Given instruction
Write out all the entries word for word and omit any pictures.

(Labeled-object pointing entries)
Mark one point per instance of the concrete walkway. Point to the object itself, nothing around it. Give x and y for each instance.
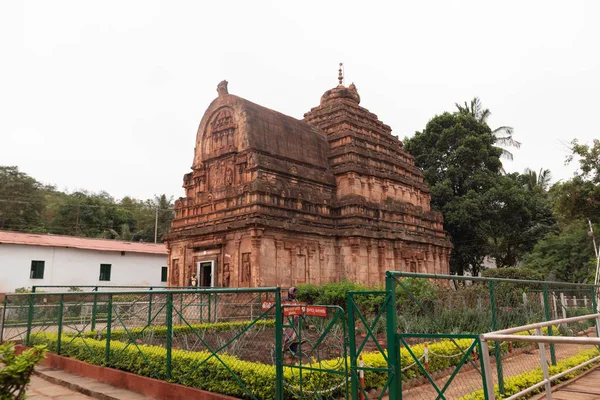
(583, 388)
(469, 381)
(48, 383)
(40, 389)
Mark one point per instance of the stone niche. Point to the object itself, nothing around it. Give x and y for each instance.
(275, 201)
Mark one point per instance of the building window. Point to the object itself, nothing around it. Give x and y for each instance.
(105, 272)
(37, 270)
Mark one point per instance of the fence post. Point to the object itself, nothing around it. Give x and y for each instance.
(215, 305)
(60, 312)
(544, 363)
(278, 346)
(209, 296)
(108, 330)
(392, 341)
(150, 306)
(94, 306)
(549, 318)
(29, 318)
(486, 366)
(352, 341)
(5, 302)
(555, 306)
(497, 350)
(595, 307)
(169, 310)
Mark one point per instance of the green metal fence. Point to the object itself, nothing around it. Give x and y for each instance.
(219, 340)
(229, 341)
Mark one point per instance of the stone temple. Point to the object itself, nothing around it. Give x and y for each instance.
(277, 201)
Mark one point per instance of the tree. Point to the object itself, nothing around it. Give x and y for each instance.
(503, 134)
(580, 196)
(589, 160)
(460, 162)
(485, 213)
(567, 255)
(518, 217)
(21, 201)
(536, 181)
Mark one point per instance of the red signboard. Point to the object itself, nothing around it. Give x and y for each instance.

Response
Mark one point per instance of the concrete walkway. Point to the object itself, nothing around it. Give x and y for each instance.
(583, 388)
(469, 381)
(48, 383)
(40, 389)
Mark one point per instance of the stone niche. Point to the object itself, nothing around it. Give x and y for each instance.
(275, 201)
Mark one point per instance of the building window. Point to the object itself, nothing around it. Give x and y for each instance.
(105, 272)
(37, 270)
Mark one point per instance of the fence post. Point to the object itself, nothing around it. Give x and y for each instance.
(215, 305)
(60, 312)
(544, 363)
(278, 346)
(209, 296)
(108, 330)
(392, 341)
(150, 306)
(94, 306)
(549, 318)
(29, 318)
(486, 366)
(352, 341)
(5, 302)
(555, 306)
(497, 350)
(595, 307)
(169, 310)
Mark one point per instance of the green metal fence. Point to the object itself, nothing around it. Give x and y for each instance.
(219, 340)
(229, 341)
Mark one point per instance of the stone temple. Point to the object itself, nothing around it. Give x and y for each instance.
(277, 201)
Mark one point per instance of the tree. Point to the object itself, nothing around it. Give x and y for each instance.
(503, 134)
(580, 196)
(589, 160)
(460, 162)
(485, 213)
(567, 255)
(518, 217)
(21, 201)
(536, 181)
Mark one point per instance of the red signboard. Point to the object itself, nothing around it. Give x and y for each instance.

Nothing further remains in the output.